## Work to do
1) In the review of "Same Time, Next Year," where do George and Doris first meet?
2) Continue the review of "Same Time, Next Year" after its last sentence.

## Text extract
Natalie Sander Kern as Doris and Keith Stevens as George. PHOTO | Bruce Ford

Same Time, Next Year’ tickles funny bone despite dated, sitcom-like format

By Bob Abelman

While clearly not Actors’ Summit’s intention, it is impossible to sit through Bernard Slade’s “Same Time, Next Year” and not feel as if you’ve just binge-watched vintage sitcoms on Nick at Nite.

The play’s comedy and simple, predictable storyline spring from the friction created when lovable opposites attract, which was a popular ploy in Golden Age sitcoms like “Bridget Loves Bernie” (1972-73), about Catholic and Jewish newlyweds, and “Bewitched” (1964-72), about a mortal man and his witch wife.

In “Same Time, Next Year,” George and Doris sleep together and fall in love after a chance meeting at a country inn in Northern California. The two characters have fundamental differences in nearly every facet of their lives, including their education, their religion and the level of guilt they feel while cheating on their spouses. And yet the two agree to return to the exact same location — another sitcom convention — for one weekend each year to pick up where they left off.

## Raw records
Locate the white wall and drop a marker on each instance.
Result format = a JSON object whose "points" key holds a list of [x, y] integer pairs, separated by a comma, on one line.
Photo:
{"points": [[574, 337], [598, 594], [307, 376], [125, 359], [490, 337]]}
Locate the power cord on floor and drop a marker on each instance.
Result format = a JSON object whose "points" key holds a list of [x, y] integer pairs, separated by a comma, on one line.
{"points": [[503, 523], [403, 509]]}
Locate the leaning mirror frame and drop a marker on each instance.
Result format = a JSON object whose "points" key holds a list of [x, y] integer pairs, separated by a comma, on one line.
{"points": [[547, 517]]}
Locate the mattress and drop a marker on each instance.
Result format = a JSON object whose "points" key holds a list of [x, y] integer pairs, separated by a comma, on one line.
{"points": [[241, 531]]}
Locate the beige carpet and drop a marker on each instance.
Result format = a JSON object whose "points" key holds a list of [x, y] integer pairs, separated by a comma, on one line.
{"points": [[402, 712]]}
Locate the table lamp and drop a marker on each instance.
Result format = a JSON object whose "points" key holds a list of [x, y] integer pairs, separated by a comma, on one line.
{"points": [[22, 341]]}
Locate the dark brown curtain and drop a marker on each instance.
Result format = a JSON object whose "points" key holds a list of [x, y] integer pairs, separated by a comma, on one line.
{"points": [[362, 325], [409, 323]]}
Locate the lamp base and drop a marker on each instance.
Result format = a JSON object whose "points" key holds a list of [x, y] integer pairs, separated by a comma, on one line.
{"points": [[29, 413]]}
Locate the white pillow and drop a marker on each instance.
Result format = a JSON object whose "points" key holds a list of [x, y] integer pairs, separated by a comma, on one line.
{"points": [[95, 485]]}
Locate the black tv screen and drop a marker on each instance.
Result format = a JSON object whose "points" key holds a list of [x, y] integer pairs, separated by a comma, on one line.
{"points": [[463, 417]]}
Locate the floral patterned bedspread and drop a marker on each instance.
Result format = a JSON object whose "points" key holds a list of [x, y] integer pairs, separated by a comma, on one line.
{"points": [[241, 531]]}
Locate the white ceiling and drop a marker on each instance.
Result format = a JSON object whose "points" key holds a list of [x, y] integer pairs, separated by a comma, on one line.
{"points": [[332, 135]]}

## Exercise responses
1) At a country inn in Northern California.

2)
The play also shares the episodic structure of shows like “The Flying Nun” (1967-70) and “The Partridge Family” (1970-74), where unique installments of storytelling involving the same characters unfold but do not really change the characters or the lives they lead.

“Same Time, Next Year” unfolds in six vignettes of the annual meetings between George and Doris, which span the years 1951 to 1975. And while the two characters broadly and comically reflect the specific decades of their meetings, each vignette ends in true sitcom fashion: where they began, with George and Doris very much in love and racked with guilt.

There’s also the same fast pace and excessive number of laughs-per-minute found in standard sitcoms like “The Girl with Something Extra” (1973-74) and “Love on a Rooftop” (1966-67).

And in the bedrooms of those shows, as in George and Doris’ bedroom in this play, sex may be discussed but it is never seen or heard.

These many parallels should come as no surprise considering that the playwright spent 17 years as a writer for network television. He wrote each of the sitcoms cited above before penning this play, his first, in 1975.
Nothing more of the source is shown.